*DIRECTIONS FOR THIS TASK*:
Please report every line from the material that contains the word "wicker".

:: RECORDS FOR PROCESSING ::

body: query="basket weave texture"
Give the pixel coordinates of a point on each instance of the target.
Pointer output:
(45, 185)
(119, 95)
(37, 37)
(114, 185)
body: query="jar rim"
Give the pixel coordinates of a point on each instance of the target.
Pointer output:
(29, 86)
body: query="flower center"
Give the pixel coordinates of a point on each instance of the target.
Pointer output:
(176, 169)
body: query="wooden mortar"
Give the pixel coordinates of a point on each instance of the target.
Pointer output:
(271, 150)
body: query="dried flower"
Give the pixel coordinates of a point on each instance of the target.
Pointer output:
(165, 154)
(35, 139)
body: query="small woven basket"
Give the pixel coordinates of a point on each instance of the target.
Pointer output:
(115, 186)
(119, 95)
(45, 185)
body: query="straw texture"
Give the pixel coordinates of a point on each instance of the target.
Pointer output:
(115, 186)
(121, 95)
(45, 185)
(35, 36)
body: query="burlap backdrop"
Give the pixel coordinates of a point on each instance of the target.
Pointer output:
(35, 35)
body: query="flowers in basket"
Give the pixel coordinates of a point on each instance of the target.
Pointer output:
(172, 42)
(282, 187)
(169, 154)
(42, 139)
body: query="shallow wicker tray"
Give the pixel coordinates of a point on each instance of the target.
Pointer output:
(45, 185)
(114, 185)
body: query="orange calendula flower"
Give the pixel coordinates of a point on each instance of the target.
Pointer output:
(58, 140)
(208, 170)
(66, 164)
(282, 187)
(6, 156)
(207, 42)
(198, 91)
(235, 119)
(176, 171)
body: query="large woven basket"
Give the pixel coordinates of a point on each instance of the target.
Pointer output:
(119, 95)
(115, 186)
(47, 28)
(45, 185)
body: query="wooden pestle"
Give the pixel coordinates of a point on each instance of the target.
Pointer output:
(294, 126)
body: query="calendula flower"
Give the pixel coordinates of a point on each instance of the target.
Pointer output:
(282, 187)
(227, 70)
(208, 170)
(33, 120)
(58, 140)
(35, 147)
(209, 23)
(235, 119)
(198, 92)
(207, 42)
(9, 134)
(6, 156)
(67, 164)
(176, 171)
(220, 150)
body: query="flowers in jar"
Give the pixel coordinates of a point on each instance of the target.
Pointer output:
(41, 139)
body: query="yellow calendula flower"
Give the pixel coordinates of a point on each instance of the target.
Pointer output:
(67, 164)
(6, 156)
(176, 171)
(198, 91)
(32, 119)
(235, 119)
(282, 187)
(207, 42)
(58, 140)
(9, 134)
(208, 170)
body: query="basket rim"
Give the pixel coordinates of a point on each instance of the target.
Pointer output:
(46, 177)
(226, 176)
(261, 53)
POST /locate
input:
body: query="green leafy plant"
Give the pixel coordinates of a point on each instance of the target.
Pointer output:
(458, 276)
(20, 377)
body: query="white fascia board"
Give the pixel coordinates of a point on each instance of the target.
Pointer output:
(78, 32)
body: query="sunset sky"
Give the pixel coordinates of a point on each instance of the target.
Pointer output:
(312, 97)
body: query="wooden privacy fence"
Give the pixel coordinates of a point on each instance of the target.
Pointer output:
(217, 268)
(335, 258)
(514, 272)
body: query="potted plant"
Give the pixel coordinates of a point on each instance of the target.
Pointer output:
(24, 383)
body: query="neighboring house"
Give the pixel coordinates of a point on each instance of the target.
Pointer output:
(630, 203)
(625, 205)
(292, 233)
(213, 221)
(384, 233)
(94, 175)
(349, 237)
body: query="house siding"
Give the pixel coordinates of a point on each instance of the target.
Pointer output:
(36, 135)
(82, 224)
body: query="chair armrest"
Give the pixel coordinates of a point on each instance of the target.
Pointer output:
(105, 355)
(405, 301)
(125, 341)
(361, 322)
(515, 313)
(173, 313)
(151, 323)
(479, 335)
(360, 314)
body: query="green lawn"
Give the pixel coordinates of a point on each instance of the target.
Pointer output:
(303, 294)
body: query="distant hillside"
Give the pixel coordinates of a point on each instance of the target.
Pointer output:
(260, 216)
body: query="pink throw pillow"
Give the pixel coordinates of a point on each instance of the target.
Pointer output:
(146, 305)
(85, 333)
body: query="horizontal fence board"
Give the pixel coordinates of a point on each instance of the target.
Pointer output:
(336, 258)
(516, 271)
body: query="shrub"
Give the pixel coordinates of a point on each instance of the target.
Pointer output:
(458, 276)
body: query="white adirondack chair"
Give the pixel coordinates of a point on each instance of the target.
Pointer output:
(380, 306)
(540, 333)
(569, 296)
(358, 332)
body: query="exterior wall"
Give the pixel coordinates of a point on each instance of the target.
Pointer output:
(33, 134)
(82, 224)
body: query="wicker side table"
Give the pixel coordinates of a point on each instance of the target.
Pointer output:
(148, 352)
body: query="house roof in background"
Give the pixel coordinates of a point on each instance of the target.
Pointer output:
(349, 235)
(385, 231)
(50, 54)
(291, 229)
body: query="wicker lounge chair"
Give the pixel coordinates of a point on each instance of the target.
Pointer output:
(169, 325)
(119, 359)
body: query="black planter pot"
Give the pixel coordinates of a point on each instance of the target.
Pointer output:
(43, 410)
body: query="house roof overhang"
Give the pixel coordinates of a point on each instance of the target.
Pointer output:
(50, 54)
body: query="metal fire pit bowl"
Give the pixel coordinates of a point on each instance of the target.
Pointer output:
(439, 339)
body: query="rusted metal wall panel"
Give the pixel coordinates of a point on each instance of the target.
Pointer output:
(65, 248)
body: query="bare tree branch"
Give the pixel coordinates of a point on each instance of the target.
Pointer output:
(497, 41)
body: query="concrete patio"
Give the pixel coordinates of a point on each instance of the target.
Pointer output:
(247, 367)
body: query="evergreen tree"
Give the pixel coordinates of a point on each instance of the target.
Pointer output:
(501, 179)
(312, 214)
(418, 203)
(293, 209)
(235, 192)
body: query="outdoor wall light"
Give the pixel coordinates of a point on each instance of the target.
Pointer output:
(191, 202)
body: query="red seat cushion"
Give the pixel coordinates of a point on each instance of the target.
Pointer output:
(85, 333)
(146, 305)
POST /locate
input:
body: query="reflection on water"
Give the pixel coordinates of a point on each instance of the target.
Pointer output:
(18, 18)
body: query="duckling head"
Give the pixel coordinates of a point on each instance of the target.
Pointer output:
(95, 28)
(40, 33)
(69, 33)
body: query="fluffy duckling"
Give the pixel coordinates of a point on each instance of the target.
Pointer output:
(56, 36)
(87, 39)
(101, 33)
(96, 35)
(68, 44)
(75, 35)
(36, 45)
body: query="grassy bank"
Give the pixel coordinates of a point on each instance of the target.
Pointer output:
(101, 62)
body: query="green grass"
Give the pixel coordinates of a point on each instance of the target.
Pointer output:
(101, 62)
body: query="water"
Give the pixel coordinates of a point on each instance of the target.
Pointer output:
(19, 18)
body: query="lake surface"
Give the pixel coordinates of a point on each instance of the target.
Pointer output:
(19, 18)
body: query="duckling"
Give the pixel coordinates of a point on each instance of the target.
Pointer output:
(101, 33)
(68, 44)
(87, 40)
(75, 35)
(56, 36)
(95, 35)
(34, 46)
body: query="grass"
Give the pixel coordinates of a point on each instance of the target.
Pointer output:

:::

*FINISHED EXERCISE*:
body: query="shallow wicker tray"
body: query="wicker side table"
body: query="wicker lounge chair"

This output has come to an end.